──────── Available data ────────

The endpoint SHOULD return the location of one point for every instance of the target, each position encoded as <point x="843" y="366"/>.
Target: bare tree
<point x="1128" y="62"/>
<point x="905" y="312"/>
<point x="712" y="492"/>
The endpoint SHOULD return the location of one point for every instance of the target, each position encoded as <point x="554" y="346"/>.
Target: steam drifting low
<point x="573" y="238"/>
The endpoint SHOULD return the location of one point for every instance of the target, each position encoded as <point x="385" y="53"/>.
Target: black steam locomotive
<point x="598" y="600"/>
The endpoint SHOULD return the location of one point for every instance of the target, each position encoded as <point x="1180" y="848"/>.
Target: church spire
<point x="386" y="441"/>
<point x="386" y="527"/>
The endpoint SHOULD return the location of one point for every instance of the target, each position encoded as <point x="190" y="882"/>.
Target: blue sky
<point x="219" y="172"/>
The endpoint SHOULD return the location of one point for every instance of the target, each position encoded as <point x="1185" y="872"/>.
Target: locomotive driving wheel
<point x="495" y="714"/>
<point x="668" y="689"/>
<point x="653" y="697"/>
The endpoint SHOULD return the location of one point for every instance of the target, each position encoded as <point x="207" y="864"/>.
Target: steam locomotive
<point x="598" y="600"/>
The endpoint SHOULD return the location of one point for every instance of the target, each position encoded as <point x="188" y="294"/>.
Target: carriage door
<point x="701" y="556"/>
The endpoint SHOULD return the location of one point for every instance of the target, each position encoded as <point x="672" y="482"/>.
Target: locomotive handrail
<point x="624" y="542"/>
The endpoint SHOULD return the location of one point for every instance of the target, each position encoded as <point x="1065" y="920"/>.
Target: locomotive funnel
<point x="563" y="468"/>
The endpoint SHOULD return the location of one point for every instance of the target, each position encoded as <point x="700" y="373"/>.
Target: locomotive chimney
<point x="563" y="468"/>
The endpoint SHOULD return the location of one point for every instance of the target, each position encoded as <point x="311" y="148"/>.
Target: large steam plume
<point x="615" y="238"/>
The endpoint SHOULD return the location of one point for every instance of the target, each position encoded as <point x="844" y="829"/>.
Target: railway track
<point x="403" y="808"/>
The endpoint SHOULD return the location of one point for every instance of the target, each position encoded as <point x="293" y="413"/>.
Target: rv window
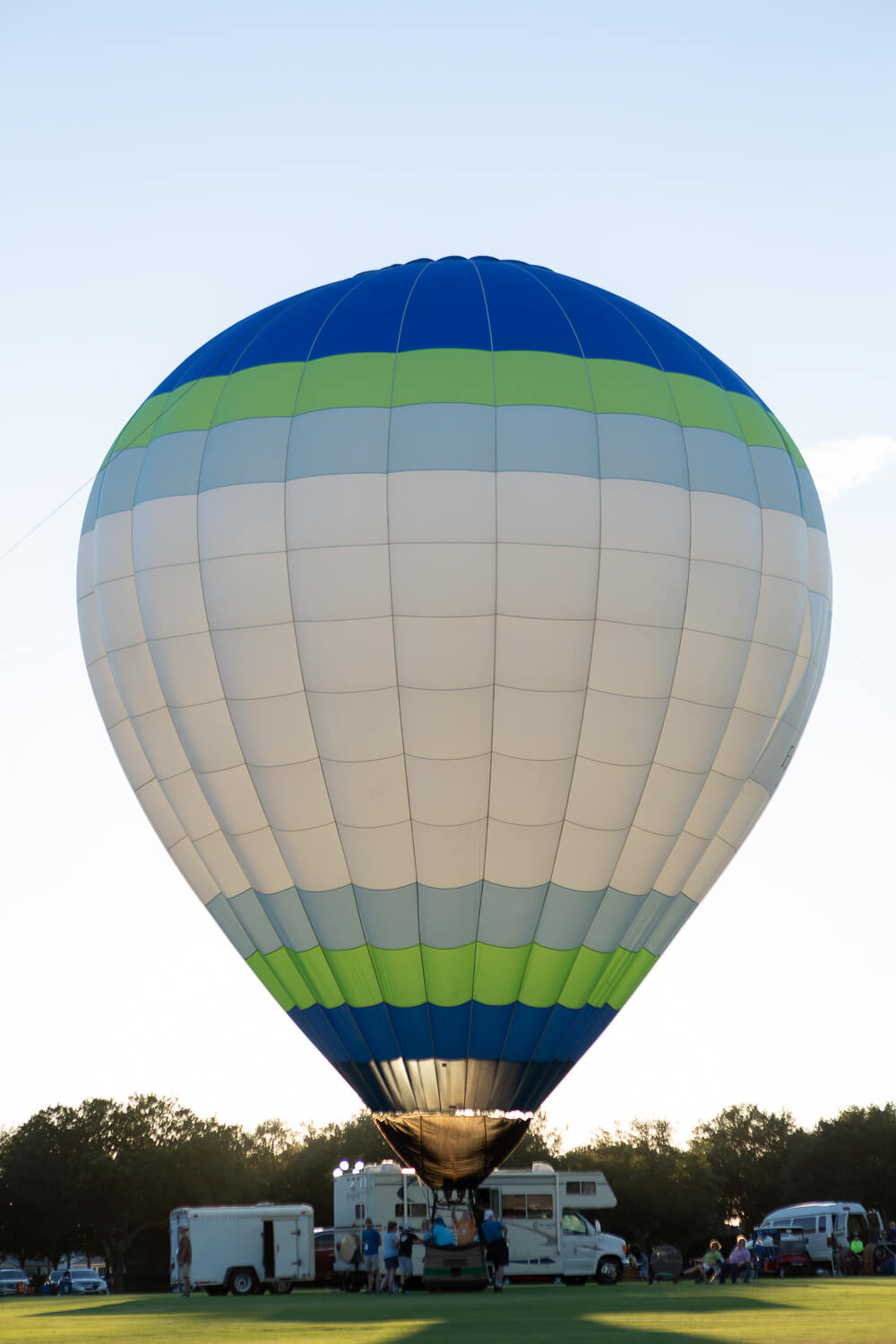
<point x="582" y="1187"/>
<point x="487" y="1198"/>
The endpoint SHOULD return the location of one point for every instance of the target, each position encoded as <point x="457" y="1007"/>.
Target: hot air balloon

────────

§ Your goal: Write the full listing out again with every line unchanged, but include no pictures.

§ Answer to this task:
The endpoint SHOULD return the location of one point for every instance of the target, each position encoded as <point x="843" y="366"/>.
Target: bare tree
<point x="1128" y="62"/>
<point x="905" y="312"/>
<point x="712" y="492"/>
The endpoint SHOULD return the location of one point for every instance of the target, each position encoded as <point x="554" y="346"/>.
Target: steam drifting low
<point x="573" y="238"/>
The endpoint SHOULD return the location of one point for every instance of the target, each position encoded as <point x="385" y="53"/>.
Target: black steam locomotive
<point x="598" y="600"/>
The endpoint SHOULD return the location of one point for every instance of the target, each position encoded as <point x="1180" y="848"/>.
Target: church spire
<point x="386" y="441"/>
<point x="386" y="527"/>
The endpoint SHOULD return the location of one point for every instance of the target, each position encoded as <point x="190" y="882"/>.
Target: blue sky
<point x="219" y="172"/>
The endpoint SHOULD return the location of one point for every instance of the target, each position encoded as <point x="1185" y="872"/>.
Target: locomotive driving wheel
<point x="495" y="714"/>
<point x="668" y="689"/>
<point x="653" y="697"/>
The endpoint SHOULD return the location of one point for every instance of the target, each position encoded as <point x="207" y="864"/>.
Target: steam locomotive
<point x="598" y="600"/>
The endpoint SHOULD return the location of one point for every instance of the target, each position encoded as <point x="188" y="294"/>.
Target: carriage door
<point x="701" y="556"/>
The endpoint SHOULD return the location of one point for every instance of the target, each position encoded as <point x="672" y="482"/>.
Target: locomotive handrail
<point x="624" y="542"/>
The endpoint SHOULD return the location of one point for every instance of the target, each position encoded as <point x="1065" y="920"/>.
Target: locomotive funnel
<point x="563" y="468"/>
The endpoint SHOULD return the location of one point for every instance of the target, each position encoded as <point x="700" y="373"/>.
Target: locomotive chimney
<point x="563" y="468"/>
The endpoint SHOULD return the location of one point for every instance of the target, each position encoded as <point x="311" y="148"/>.
Target: large steam plume
<point x="615" y="238"/>
The endpoint SHOULD return the location of one point for every instance of the target, each position encoded as <point x="844" y="829"/>.
Target: railway track
<point x="403" y="808"/>
The endpoint SHOULD return the location of one point for every instance of the target, each position encoded as <point x="293" y="413"/>.
Target: rv window
<point x="582" y="1187"/>
<point x="487" y="1198"/>
The endpoint SHOULD return the location of one point for every instance of the target, each position encoded as <point x="457" y="1007"/>.
Target: hot air balloon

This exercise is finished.